**What you are asked to do:**
Scale the entries below, starting with the line containing "Set-play tagging: locate each instance of the teal polka" and going on through the end of the entries, and give only those lines again, each labeling instruction included unchanged. Multiply every x and y coordinate by 0.65 and round each result to a whole number, with halves rounding up.

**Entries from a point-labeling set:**
-- -- --
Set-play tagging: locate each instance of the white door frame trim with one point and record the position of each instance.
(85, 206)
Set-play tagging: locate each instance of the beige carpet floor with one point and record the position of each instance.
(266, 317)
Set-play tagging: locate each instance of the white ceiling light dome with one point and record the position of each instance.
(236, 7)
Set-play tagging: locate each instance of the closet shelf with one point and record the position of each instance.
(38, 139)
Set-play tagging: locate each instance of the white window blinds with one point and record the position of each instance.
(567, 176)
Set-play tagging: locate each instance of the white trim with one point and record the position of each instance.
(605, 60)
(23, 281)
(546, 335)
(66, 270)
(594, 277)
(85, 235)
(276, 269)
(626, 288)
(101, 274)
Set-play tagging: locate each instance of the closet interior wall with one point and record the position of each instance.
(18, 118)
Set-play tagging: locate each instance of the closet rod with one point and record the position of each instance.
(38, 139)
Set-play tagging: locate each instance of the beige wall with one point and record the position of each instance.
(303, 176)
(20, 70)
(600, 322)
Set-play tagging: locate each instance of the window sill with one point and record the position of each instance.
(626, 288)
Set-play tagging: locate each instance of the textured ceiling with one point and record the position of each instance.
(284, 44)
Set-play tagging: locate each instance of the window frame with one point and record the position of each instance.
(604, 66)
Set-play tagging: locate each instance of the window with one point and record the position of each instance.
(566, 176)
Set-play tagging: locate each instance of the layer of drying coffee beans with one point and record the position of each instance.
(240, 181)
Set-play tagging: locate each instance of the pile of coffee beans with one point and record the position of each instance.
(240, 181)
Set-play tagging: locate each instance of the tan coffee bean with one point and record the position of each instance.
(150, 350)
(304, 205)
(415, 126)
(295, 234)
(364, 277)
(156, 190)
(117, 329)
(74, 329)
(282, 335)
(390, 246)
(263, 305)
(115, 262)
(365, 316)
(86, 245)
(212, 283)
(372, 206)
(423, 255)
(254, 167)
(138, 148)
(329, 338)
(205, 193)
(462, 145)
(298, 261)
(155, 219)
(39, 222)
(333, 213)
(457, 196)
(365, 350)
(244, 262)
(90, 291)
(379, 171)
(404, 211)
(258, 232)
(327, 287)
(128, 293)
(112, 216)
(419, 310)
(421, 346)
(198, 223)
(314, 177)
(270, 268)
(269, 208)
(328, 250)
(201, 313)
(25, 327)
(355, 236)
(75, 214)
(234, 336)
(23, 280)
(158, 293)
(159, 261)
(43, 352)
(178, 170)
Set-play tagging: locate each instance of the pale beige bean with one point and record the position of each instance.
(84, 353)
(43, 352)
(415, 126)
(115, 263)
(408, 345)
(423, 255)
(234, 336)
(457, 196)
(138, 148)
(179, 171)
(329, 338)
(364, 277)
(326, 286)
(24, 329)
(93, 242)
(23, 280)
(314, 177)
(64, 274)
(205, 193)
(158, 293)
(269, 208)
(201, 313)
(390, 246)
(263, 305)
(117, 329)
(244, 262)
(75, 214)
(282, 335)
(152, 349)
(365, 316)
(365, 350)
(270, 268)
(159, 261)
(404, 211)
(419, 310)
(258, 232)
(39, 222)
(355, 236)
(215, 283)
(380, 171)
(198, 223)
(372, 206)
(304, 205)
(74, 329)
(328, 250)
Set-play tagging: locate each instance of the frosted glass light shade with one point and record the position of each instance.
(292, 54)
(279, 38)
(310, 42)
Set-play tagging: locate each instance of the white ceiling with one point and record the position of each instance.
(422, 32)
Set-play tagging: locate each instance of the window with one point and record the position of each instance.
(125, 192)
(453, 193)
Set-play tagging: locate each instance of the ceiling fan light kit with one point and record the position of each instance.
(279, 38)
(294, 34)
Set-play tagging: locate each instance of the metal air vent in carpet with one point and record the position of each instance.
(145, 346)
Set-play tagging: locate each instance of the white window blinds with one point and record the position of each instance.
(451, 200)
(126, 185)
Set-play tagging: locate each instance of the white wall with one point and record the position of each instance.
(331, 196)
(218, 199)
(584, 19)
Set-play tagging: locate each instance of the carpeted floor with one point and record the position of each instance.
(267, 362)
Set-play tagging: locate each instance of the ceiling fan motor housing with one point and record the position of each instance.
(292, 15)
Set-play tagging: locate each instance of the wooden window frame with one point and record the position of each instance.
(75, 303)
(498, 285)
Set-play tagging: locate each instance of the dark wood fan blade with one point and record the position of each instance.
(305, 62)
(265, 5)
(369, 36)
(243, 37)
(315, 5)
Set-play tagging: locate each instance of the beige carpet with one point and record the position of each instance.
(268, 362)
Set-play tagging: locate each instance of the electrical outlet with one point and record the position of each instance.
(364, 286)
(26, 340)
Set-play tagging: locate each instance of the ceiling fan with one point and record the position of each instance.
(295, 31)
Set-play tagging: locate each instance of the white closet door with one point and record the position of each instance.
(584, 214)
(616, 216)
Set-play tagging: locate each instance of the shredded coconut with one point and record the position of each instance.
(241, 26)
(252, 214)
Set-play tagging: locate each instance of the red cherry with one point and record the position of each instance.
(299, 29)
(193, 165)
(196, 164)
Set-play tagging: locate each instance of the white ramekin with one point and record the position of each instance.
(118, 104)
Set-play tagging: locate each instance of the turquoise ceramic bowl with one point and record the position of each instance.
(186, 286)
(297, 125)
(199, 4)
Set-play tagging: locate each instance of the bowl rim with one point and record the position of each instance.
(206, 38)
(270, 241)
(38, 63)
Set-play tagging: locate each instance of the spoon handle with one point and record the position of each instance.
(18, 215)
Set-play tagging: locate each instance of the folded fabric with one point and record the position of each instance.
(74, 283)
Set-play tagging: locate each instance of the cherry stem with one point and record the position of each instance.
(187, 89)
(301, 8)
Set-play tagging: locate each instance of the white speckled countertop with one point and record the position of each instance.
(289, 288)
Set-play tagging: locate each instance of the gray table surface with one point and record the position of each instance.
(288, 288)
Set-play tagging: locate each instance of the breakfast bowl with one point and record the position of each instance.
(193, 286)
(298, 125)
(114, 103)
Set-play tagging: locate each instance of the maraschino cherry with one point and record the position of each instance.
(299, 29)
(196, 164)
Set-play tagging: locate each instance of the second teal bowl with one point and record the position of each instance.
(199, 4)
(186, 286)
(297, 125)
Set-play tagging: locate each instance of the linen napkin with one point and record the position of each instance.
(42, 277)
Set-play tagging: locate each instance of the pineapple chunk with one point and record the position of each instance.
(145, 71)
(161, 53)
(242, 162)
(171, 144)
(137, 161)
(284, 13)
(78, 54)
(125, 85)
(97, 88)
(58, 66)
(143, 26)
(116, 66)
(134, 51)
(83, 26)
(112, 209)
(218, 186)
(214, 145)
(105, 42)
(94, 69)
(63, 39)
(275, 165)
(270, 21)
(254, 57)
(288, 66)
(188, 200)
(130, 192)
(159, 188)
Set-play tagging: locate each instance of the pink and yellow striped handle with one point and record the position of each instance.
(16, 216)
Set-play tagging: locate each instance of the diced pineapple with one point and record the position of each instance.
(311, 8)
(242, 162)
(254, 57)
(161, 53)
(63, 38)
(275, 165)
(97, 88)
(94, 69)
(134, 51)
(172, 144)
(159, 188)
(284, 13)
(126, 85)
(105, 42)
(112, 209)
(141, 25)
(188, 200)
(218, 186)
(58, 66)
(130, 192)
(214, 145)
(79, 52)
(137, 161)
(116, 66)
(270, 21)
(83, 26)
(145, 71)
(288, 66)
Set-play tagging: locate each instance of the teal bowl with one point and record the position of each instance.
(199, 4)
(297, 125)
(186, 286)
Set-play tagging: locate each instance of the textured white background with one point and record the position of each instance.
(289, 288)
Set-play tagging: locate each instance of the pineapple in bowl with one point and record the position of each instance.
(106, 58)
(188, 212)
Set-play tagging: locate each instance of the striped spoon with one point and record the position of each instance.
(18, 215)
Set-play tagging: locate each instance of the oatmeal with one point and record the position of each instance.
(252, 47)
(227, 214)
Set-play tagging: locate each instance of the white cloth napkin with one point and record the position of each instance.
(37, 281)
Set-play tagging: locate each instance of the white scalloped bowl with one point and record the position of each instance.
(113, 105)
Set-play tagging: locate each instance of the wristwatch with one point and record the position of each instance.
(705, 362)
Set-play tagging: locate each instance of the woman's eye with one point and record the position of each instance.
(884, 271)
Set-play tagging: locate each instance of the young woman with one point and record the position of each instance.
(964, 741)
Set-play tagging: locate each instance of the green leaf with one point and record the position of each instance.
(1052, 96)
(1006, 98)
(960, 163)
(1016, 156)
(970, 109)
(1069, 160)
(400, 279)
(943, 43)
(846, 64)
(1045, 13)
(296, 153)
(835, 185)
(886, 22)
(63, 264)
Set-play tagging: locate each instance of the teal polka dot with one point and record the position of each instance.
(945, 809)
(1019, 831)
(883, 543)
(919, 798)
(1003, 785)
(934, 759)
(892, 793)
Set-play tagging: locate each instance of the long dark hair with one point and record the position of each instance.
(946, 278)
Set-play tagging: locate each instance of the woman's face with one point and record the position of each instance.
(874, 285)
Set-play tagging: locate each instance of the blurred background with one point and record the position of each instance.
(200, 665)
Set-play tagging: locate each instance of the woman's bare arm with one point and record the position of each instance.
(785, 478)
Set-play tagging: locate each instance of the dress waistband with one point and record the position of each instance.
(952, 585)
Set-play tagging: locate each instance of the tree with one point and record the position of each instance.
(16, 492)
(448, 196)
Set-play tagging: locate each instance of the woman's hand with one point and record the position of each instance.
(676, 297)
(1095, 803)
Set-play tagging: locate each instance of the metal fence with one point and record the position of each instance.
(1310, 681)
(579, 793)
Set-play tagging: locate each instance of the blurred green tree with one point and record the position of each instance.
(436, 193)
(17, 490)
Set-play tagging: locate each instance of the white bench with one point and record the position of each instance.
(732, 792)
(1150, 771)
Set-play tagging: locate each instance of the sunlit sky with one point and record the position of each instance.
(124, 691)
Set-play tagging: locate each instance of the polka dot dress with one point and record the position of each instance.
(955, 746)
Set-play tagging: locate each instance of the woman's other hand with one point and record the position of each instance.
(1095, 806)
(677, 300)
-- -- --
**Correct result:**
Set-play tagging: locate each instance of the teal polka dot with one point and record the position of each instance.
(614, 526)
(662, 540)
(574, 353)
(597, 519)
(652, 510)
(607, 493)
(580, 515)
Set-play tagging: locate each instance of the long dark hair with one point and record the position of each instance.
(615, 181)
Set-play tagging: locate each instance of the woman's face with one point and record the position of each instance.
(568, 185)
Set-play tagging: locate each instance of the blurred background with one point and record the position of each instance.
(130, 432)
Set-play tagging: locate each instance of the woman's bare arm with one point and record the position of each instance.
(510, 311)
Set-play tagging: locate each instance of the dress waistband with one point and record the position of each instance.
(619, 380)
Set-play tagging: locate each instance of the tree with one point and record the position of each instance.
(10, 320)
(291, 127)
Set-play tagging: locate each instance of the woman's hand with one point and record the position of each instance.
(439, 193)
(712, 522)
Set-play tagging: locate each instance of the metal fence with one point and record the position of each instance.
(852, 443)
(376, 515)
Set-play tagging: locate each instance of the blurred green tree with one point and record the position of each instance.
(283, 125)
(11, 319)
Set-play tagging: locate each instance of the white bench with one point and record the position of each instance.
(476, 515)
(748, 501)
Set-play tagging: locate each instance of the sunlit sky with one point and record the position of each instance.
(81, 449)
Set-play tagging: locate each instance of the polka dot dress with one point and record the position of each instance.
(621, 485)
Set-play tagging: locate each instance of the woman's other hand with one point and record the position of each instance.
(712, 524)
(440, 195)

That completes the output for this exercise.